● **Your assignment**:
Gather all lines in the records below that include the word "item".
=-=-=-=-=
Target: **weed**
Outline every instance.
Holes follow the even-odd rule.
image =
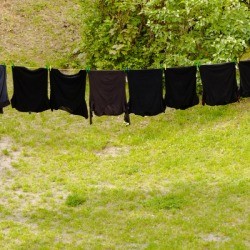
[[[153,209],[181,209],[186,203],[186,200],[179,195],[166,195],[161,197],[154,197],[144,203],[145,207]]]
[[[2,150],[3,155],[5,156],[10,156],[10,151],[8,149],[3,149]]]
[[[78,207],[86,202],[86,198],[79,194],[70,194],[66,199],[66,205],[69,207]]]

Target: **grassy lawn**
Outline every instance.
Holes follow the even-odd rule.
[[[8,107],[0,248],[249,249],[249,107],[167,109],[131,126]]]

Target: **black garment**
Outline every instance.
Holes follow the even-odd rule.
[[[49,109],[48,70],[12,67],[14,94],[11,105],[21,112],[42,112]]]
[[[89,72],[90,118],[92,118],[92,112],[97,116],[115,116],[125,113],[124,120],[129,123],[125,82],[126,74],[123,71],[92,70]]]
[[[240,70],[240,95],[250,97],[250,60],[239,62]]]
[[[201,65],[202,104],[225,105],[238,101],[235,63]]]
[[[176,109],[197,105],[196,67],[168,68],[165,70],[165,104]]]
[[[6,66],[0,65],[0,113],[3,113],[3,108],[10,104],[6,79]]]
[[[50,71],[50,107],[88,118],[85,101],[86,71],[65,75],[58,69]]]
[[[129,113],[153,116],[164,112],[162,70],[129,70]]]

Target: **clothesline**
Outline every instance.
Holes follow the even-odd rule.
[[[232,63],[235,63],[236,69],[239,69],[238,68],[239,61],[235,60]],[[12,64],[0,63],[0,65],[4,65],[4,66],[9,67],[9,68],[12,68],[13,66],[20,67],[19,65],[15,65],[14,63],[12,63]],[[196,66],[197,68],[200,68],[201,65],[202,65],[202,63],[200,61],[195,61],[194,64],[193,64],[193,66]],[[204,64],[204,65],[212,65],[212,63]],[[48,70],[51,70],[52,68],[56,68],[56,69],[58,69],[60,71],[80,71],[80,70],[86,70],[87,73],[91,70],[91,68],[88,67],[88,66],[87,67],[82,67],[82,68],[58,68],[58,67],[53,67],[50,64],[45,65],[45,66],[23,66],[23,67],[26,67],[28,69],[46,68]],[[175,66],[175,67],[184,67],[184,66],[182,65],[182,66]],[[166,70],[167,68],[172,68],[172,66],[166,66],[166,65],[163,66],[163,65],[161,65],[161,66],[156,67],[156,68],[163,69],[163,70],[165,69]],[[121,69],[119,69],[119,70],[121,70]],[[128,71],[128,70],[130,70],[130,68],[128,68],[128,67],[126,67],[125,69],[123,69],[123,71],[125,71],[125,72]]]
[[[153,116],[164,112],[166,107],[187,109],[199,104],[196,65],[167,68],[164,75],[163,69],[129,69],[126,72],[81,70],[74,75],[67,75],[56,68],[51,68],[48,74],[48,68],[45,67],[32,71],[25,67],[11,66],[14,91],[9,100],[6,66],[0,65],[0,112],[11,103],[13,108],[21,112],[62,109],[74,115],[89,117],[90,123],[93,113],[97,116],[124,113],[124,120],[130,123],[130,113]],[[240,96],[250,97],[250,61],[239,62],[239,87],[235,62],[200,65],[199,69],[203,105],[226,105],[238,101]],[[87,73],[89,108],[85,101]]]
[[[6,63],[0,63],[0,65],[4,65],[5,67],[8,67],[8,68],[12,68],[12,67],[22,67],[22,66],[19,66],[19,65],[15,65],[14,63],[13,64],[6,64]],[[60,71],[80,71],[80,70],[90,70],[90,68],[88,67],[82,67],[82,68],[57,68],[57,67],[52,67],[51,65],[45,65],[45,66],[23,66],[25,68],[28,68],[28,69],[39,69],[39,68],[46,68],[46,69],[52,69],[52,68],[56,68]]]

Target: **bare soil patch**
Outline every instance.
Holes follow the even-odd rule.
[[[202,239],[207,242],[226,242],[230,240],[229,237],[219,236],[216,234],[203,235]]]
[[[0,173],[4,170],[14,170],[12,162],[17,160],[20,151],[14,151],[12,147],[13,142],[10,138],[0,139]]]
[[[117,157],[128,153],[129,153],[128,147],[107,146],[103,150],[97,151],[96,155],[101,157],[108,157],[108,156]]]

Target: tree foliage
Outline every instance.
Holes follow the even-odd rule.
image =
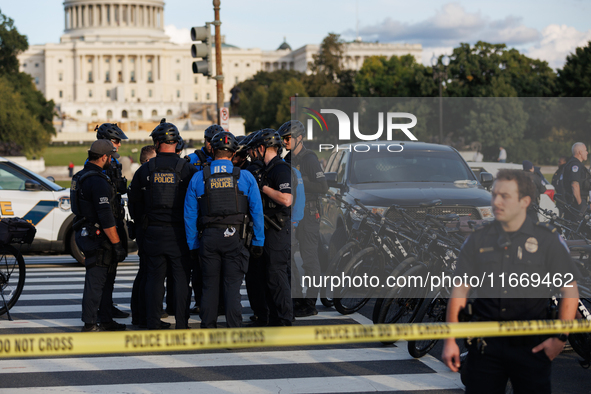
[[[591,41],[566,57],[566,63],[558,72],[561,96],[591,96]]]
[[[17,55],[27,48],[27,37],[0,12],[0,142],[15,142],[24,153],[34,155],[55,134],[55,104],[35,88],[30,75],[19,72]]]
[[[259,71],[238,87],[240,104],[236,111],[245,120],[247,131],[277,129],[291,118],[290,97],[306,97],[303,73],[293,70]]]

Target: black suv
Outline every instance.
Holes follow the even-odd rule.
[[[424,142],[378,143],[339,145],[328,159],[324,174],[329,193],[320,202],[319,252],[323,257],[344,245],[354,221],[359,220],[332,194],[340,194],[352,205],[358,199],[392,219],[397,213],[388,207],[393,204],[421,219],[426,209],[419,204],[437,199],[441,205],[430,208],[432,214],[493,219],[491,195],[485,190],[492,185],[492,175],[483,172],[477,179],[454,148]]]

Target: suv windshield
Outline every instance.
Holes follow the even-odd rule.
[[[474,175],[453,151],[404,150],[353,153],[351,183],[474,181]]]

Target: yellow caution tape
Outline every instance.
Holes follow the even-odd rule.
[[[0,358],[334,345],[591,332],[589,320],[529,320],[0,335]]]

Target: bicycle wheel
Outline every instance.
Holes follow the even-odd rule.
[[[425,299],[417,311],[413,323],[437,323],[445,320],[447,300],[437,297]],[[408,353],[414,358],[421,358],[437,344],[437,339],[409,341]]]
[[[357,241],[349,241],[343,246],[337,254],[330,260],[328,268],[326,269],[325,275],[338,275],[351,260],[351,257],[355,256],[361,250],[361,245]],[[326,287],[320,289],[320,302],[327,308],[334,306],[334,300],[332,294]]]
[[[355,313],[371,299],[371,295],[359,297],[360,294],[370,292],[370,289],[361,290],[355,287],[354,278],[371,276],[375,269],[384,266],[384,258],[375,246],[363,249],[351,257],[351,260],[343,270],[345,277],[351,278],[351,287],[340,287],[335,291],[334,307],[343,315]]]
[[[0,246],[0,315],[16,304],[25,285],[25,261],[12,245]]]
[[[424,265],[416,265],[410,267],[403,275],[423,275],[426,274],[427,267]],[[388,298],[382,301],[382,305],[377,317],[377,324],[396,324],[396,323],[412,323],[414,321],[416,312],[420,308],[423,298],[400,296],[405,293],[408,295],[408,289],[395,286],[391,289]],[[419,295],[419,292],[416,293]],[[395,341],[384,342],[389,345]]]
[[[581,298],[581,302],[587,308],[589,312],[591,312],[591,298]],[[578,310],[577,310],[578,311]],[[584,316],[579,316],[580,311],[578,311],[577,319],[585,319]],[[570,334],[568,336],[568,342],[573,347],[573,350],[577,352],[577,354],[583,357],[583,362],[581,365],[589,365],[591,364],[591,333],[590,332],[581,332],[577,334]]]
[[[408,257],[408,258],[404,259],[402,262],[400,262],[400,264],[398,264],[396,266],[396,268],[394,268],[394,270],[392,271],[390,276],[398,277],[401,272],[404,272],[404,271],[408,270],[410,267],[412,267],[416,263],[416,261],[417,261],[417,259],[414,257]],[[378,324],[379,317],[380,317],[380,310],[382,309],[384,299],[386,299],[386,298],[378,297],[376,299],[376,302],[373,306],[373,312],[371,315],[371,321],[373,322],[373,324]]]

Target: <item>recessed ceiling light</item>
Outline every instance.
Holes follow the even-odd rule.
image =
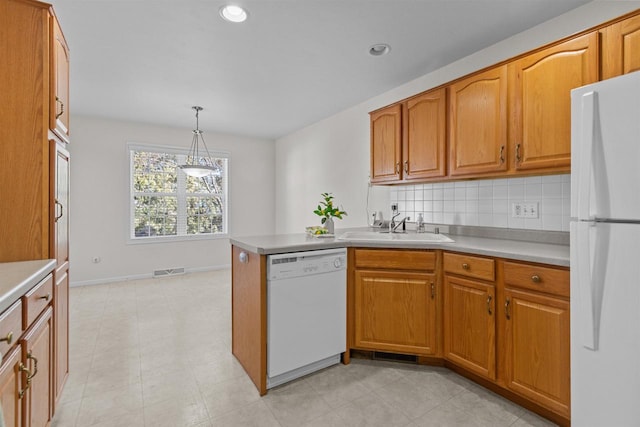
[[[244,22],[247,20],[247,11],[240,6],[228,4],[220,8],[220,16],[229,22]]]
[[[369,55],[382,56],[389,53],[390,50],[391,50],[391,46],[389,46],[388,44],[378,43],[378,44],[374,44],[369,48]]]

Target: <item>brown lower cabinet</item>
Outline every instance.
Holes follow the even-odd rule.
[[[47,427],[53,417],[52,274],[0,314],[0,405],[6,427]]]
[[[0,402],[6,426],[20,426],[22,420],[22,399],[20,395],[20,377],[22,375],[22,351],[15,347],[4,355],[0,367]]]
[[[22,397],[26,427],[45,427],[51,422],[52,343],[52,310],[49,307],[21,342],[22,363],[26,367]]]
[[[350,248],[348,277],[351,350],[444,363],[570,424],[568,268],[440,250]]]
[[[569,271],[505,262],[504,282],[506,386],[569,418]]]
[[[444,357],[475,374],[496,379],[495,286],[444,277]]]
[[[353,255],[352,348],[437,355],[435,252],[356,249]]]

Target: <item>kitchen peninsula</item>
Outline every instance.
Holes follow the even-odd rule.
[[[268,256],[347,248],[343,363],[379,353],[444,365],[569,424],[568,234],[450,226],[454,242],[236,237],[233,353],[267,392]]]

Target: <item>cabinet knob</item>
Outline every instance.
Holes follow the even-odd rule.
[[[462,268],[465,269],[465,270],[468,270],[468,269],[471,268],[471,266],[465,262],[465,263],[462,264]]]
[[[404,173],[409,174],[409,161],[405,160],[404,162]]]
[[[489,316],[491,316],[493,314],[493,311],[491,311],[491,300],[493,299],[493,297],[491,295],[489,295],[487,297],[487,313],[489,313]]]
[[[249,254],[247,254],[245,251],[242,251],[240,252],[240,255],[238,255],[238,259],[241,263],[246,264],[249,262]]]
[[[0,338],[0,342],[6,341],[7,344],[11,345],[13,342],[13,332],[9,332],[6,337]]]
[[[507,298],[507,301],[504,303],[504,315],[507,320],[511,320],[511,312],[509,310],[509,305],[511,305],[511,299]]]
[[[522,157],[520,156],[520,144],[516,144],[516,162],[520,163],[522,161]]]
[[[431,282],[431,299],[436,297],[436,286]]]
[[[531,281],[533,283],[540,283],[542,279],[540,279],[540,276],[538,276],[537,274],[534,274],[533,276],[531,276]]]
[[[46,294],[46,295],[42,295],[41,297],[38,297],[38,299],[43,299],[45,301],[49,301],[49,298],[51,298],[51,294]]]
[[[500,146],[500,164],[504,163],[504,145]]]

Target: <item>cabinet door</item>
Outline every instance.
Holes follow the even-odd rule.
[[[57,267],[69,261],[69,152],[55,141],[49,141],[51,153],[51,256]]]
[[[435,355],[434,274],[356,270],[355,346]]]
[[[25,427],[46,427],[51,422],[51,308],[48,308],[22,339],[22,363],[29,370],[23,397]]]
[[[51,18],[51,100],[49,127],[69,142],[69,47],[60,25]]]
[[[20,398],[20,347],[4,355],[0,367],[0,404],[6,427],[21,427],[22,399]]]
[[[515,168],[570,170],[570,93],[598,80],[597,33],[514,61],[509,75]]]
[[[495,286],[449,275],[444,280],[445,357],[495,380]]]
[[[569,302],[505,290],[507,386],[569,416]]]
[[[66,270],[55,274],[53,295],[55,403],[60,399],[69,374],[69,274]]]
[[[492,68],[449,88],[449,173],[507,169],[507,68]]]
[[[602,30],[602,79],[640,70],[640,15]]]
[[[0,262],[49,258],[45,7],[0,1]]]
[[[403,106],[404,179],[446,175],[446,89],[427,92]]]
[[[401,105],[371,113],[371,182],[393,182],[401,175]]]

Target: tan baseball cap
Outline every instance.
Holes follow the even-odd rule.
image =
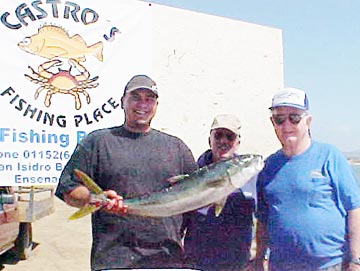
[[[210,131],[218,128],[228,129],[240,137],[241,122],[234,115],[230,115],[230,114],[217,115],[214,118]]]

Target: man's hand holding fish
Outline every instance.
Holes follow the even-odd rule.
[[[123,197],[118,195],[116,191],[103,191],[84,172],[76,169],[74,173],[83,185],[65,194],[67,204],[80,208],[69,218],[70,220],[83,217],[99,209],[103,209],[112,214],[127,213],[127,206],[124,205]]]
[[[124,204],[123,197],[119,196],[114,190],[104,191],[104,195],[107,198],[104,210],[113,214],[126,214],[127,205]]]

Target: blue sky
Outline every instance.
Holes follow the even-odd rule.
[[[308,93],[313,138],[360,151],[360,1],[146,2],[281,29],[285,86]]]

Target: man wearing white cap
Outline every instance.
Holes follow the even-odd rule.
[[[272,99],[282,148],[258,175],[257,264],[270,249],[271,271],[360,270],[360,189],[346,158],[310,136],[304,91]]]
[[[210,149],[198,159],[198,166],[237,155],[240,120],[218,115],[211,125]],[[184,215],[185,256],[192,268],[203,271],[237,271],[249,261],[255,210],[256,178],[231,194],[219,216],[209,206]]]
[[[56,195],[70,206],[90,202],[90,192],[74,169],[87,173],[109,199],[105,208],[92,214],[91,270],[182,266],[182,216],[127,215],[121,197],[151,194],[166,185],[167,178],[197,168],[183,141],[151,128],[158,96],[150,77],[131,78],[121,98],[124,124],[90,133],[61,174]]]

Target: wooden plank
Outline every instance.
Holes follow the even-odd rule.
[[[54,188],[22,188],[18,193],[20,222],[34,222],[55,210]]]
=-=-=-=-=
● **Written response**:
Target: <item>recessed ceiling light</item>
Target: <item>brown lower cabinet</item>
Target: <item>kitchen peninsula</item>
Target: <item>cabinet knob</item>
Target: <item>cabinet door</item>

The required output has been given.